■ Page excerpt:
★ ★ ★ ★ ★

Nikkatsu released Everything Goes Wrong on DVD in Japan on May 21, 2005. It included a photo gallery and the original film trailer. The release was done in conjunction with the release of three other films directed by Seijun Suzuki and in anticipation of the following year's 50th anniversary of his directorial debut.

==Soundtrack==

On February 23, 2007, the Japanese label Think! Records reissued the soundtrack on CD as a part of its Cine Jazz series, which featured 1960s Nikkatsu Action film scores. The music was derived from Keitarō Miho's film score. Tracks 29 and 30 are bonus tracks.

★ ★ ★ ★ ★

■ Given data:
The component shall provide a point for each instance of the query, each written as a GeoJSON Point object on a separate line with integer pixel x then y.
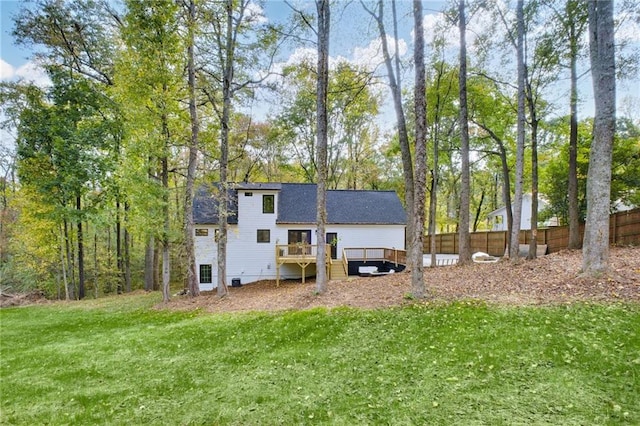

★ ★ ★ ★ ★

■ Exercise set:
• a. Reproduce the portion of the passage on Everything Goes Wrong starting at "On February 23, 2007, the" and ending at "are bonus tracks.".
• b. According to the passage on Everything Goes Wrong, why did Nikkatsu release the film on DVD in Japan on May 21, 2005? Answer in one to three sentences.
The lines that appear above have no connection to the passage on Everything Goes Wrong.

■ Answer set:
• a.
On February 23, 2007, the Japanese label Think! Records reissued the soundtrack on CD as a part of its Cine Jazz series, which featured 1960s Nikkatsu Action film scores. The music was derived from Keitarō Miho's film score. Tracks 29 and 30 are bonus tracks.

• b. Nikkatsu released it alongside three other films directed by Seijun Suzuki. The release also anticipated the 50th anniversary of his directorial debut the following year.